TASK GOAL -> Convert the items starting at the line that contains "Segment every instance of the face" and ending at the line that contains "253 79 L 253", both lines included, into a two-column CSV with the header item_text,answer and one row per item. Put each field in double quotes and replace every line break with a space.

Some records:
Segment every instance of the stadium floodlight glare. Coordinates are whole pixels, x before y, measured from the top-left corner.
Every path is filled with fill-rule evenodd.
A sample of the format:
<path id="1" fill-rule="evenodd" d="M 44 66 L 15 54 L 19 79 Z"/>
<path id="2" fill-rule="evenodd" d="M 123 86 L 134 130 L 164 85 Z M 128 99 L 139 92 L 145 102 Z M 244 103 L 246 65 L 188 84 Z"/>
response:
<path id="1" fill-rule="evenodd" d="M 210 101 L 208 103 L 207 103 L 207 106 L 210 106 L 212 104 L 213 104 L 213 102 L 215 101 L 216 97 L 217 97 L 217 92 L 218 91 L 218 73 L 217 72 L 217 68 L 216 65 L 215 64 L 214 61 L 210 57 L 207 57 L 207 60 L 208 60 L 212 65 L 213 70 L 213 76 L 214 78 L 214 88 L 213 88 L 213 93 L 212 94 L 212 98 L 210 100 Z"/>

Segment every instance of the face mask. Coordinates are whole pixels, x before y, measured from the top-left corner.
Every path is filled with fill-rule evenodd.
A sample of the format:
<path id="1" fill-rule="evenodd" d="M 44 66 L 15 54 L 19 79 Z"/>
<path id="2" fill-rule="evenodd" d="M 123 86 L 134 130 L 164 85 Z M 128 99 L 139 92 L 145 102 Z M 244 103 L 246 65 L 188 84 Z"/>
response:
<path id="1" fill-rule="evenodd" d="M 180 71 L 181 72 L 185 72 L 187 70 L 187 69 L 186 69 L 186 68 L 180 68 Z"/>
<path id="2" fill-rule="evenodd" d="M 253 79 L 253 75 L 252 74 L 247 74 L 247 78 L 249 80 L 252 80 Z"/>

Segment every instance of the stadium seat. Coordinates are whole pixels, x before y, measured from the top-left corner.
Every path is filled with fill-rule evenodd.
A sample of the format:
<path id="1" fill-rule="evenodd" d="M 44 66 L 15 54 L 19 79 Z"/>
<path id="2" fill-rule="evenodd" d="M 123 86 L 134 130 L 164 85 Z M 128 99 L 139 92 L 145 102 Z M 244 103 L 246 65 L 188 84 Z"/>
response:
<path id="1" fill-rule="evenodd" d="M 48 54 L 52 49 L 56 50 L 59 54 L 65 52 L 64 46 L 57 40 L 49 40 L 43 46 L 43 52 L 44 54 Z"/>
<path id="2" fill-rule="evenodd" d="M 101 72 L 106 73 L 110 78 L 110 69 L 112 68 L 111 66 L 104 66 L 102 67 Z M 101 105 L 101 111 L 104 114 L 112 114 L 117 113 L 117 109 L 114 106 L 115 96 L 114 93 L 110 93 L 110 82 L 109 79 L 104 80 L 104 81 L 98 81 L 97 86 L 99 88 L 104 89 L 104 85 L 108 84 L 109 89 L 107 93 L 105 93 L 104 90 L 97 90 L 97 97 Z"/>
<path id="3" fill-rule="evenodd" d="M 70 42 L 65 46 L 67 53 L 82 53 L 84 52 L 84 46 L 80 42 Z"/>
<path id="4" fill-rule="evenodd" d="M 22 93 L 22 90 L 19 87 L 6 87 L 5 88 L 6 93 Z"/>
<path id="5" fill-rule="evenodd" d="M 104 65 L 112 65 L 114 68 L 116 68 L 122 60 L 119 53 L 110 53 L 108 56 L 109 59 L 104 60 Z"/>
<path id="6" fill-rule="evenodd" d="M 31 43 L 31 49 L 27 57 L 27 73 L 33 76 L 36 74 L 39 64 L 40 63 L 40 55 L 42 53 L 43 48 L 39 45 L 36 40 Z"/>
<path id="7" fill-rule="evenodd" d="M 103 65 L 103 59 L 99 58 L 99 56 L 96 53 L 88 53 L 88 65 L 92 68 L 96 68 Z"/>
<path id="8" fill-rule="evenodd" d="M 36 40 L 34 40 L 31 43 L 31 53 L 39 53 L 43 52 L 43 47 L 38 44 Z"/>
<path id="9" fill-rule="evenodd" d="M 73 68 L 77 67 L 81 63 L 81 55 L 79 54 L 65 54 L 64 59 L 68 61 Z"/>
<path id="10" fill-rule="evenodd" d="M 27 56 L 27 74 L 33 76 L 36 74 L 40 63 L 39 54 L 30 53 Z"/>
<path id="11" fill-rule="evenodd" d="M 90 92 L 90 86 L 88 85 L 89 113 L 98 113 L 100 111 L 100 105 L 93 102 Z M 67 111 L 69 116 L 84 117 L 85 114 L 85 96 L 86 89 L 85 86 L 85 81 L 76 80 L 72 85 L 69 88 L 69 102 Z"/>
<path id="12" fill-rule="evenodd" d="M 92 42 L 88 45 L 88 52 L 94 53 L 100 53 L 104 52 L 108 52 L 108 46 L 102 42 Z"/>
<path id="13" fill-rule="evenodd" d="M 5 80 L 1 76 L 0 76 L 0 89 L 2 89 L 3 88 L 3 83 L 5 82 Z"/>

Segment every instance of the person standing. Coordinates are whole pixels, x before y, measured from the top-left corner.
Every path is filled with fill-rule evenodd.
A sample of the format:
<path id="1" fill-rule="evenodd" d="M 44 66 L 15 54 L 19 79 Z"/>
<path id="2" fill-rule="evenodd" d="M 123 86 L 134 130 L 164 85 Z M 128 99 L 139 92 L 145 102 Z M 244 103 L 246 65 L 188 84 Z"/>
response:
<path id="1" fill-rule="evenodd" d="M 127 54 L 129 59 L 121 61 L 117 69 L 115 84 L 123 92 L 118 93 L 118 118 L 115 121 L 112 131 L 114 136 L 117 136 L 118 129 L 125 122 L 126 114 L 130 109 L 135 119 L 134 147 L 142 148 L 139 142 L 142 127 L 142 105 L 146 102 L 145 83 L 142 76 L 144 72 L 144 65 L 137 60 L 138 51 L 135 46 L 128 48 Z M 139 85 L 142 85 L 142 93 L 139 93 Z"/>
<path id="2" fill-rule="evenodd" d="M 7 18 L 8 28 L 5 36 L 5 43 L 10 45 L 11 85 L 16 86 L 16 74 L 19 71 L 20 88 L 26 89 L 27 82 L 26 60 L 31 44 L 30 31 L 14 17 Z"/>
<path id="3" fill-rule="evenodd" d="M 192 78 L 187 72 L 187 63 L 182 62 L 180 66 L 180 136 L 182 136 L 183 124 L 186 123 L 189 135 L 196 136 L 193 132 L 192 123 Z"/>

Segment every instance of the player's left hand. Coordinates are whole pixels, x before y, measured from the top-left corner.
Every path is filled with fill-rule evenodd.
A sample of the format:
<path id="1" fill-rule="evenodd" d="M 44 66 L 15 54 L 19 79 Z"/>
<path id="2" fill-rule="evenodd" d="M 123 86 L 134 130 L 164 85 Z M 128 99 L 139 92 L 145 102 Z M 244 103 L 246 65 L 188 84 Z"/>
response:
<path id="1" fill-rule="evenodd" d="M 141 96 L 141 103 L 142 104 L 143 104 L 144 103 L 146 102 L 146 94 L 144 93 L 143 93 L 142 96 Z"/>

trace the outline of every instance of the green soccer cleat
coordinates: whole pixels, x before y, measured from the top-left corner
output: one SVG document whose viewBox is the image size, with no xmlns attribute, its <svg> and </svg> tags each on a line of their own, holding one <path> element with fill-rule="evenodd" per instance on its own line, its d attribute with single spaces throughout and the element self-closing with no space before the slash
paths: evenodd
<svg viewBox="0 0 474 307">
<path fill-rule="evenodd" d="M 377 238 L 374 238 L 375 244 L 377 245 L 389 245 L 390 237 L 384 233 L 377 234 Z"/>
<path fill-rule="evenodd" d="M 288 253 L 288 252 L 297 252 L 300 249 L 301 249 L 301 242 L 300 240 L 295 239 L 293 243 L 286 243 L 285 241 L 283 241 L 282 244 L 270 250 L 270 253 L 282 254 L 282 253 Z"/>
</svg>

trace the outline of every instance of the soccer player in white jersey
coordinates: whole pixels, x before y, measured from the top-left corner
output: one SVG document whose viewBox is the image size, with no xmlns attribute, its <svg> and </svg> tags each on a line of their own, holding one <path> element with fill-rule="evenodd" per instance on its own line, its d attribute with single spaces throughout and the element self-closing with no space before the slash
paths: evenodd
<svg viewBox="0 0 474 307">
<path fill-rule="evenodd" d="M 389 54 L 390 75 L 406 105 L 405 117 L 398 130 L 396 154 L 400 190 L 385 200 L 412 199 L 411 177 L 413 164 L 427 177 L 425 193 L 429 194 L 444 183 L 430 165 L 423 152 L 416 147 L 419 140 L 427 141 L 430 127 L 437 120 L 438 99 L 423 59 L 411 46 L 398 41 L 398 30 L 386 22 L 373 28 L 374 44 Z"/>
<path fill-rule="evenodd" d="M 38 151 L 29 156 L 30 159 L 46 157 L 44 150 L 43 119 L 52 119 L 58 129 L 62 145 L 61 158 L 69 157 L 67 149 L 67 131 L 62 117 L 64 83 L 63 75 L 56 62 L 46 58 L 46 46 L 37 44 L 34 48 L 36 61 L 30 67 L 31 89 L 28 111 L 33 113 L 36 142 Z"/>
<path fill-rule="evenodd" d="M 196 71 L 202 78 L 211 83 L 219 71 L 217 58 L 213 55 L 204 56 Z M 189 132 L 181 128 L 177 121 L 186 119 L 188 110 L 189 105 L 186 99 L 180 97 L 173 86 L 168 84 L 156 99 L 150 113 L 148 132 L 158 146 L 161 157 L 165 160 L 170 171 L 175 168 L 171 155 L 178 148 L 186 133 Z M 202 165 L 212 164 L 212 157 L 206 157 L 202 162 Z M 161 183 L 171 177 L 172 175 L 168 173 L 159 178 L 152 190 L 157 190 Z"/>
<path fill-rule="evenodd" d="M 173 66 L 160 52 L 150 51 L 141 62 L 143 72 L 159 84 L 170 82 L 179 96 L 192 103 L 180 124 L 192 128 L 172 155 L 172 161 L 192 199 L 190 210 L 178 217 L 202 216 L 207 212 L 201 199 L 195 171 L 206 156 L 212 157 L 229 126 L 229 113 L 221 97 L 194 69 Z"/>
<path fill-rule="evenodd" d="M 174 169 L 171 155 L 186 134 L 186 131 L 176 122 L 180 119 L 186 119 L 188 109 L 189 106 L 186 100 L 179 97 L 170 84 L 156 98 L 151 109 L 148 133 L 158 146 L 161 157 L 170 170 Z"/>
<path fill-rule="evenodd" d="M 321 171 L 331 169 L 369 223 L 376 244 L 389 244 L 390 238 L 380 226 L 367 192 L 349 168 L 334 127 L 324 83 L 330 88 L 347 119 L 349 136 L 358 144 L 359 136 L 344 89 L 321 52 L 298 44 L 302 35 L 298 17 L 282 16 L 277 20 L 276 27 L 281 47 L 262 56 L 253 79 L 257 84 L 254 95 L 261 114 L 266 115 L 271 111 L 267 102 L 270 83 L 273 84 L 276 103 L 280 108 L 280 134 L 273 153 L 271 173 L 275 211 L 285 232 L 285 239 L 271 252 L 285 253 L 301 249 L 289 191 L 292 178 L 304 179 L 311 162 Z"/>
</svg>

THE OUTPUT ->
item_text,answer
"Segment every instance of the face mask. Coordinates are whole pixels, x before y, measured from the top-left corner. Every path is filled with fill-rule evenodd. A sample of the format: <path id=""1"" fill-rule=""evenodd"" d=""M 44 66 L 15 54 L 19 79 Z""/> <path id=""2"" fill-rule=""evenodd"" d=""M 123 86 L 134 130 L 164 85 Z M 128 99 L 139 92 L 145 102 Z M 244 103 L 246 65 L 188 84 Z""/> response:","<path id=""1"" fill-rule=""evenodd"" d=""M 180 71 L 181 72 L 185 72 L 187 70 L 187 69 L 186 69 L 186 68 L 180 68 Z""/> <path id=""2"" fill-rule=""evenodd"" d=""M 253 79 L 253 75 L 252 74 L 247 74 L 247 78 L 249 80 L 252 80 Z""/>"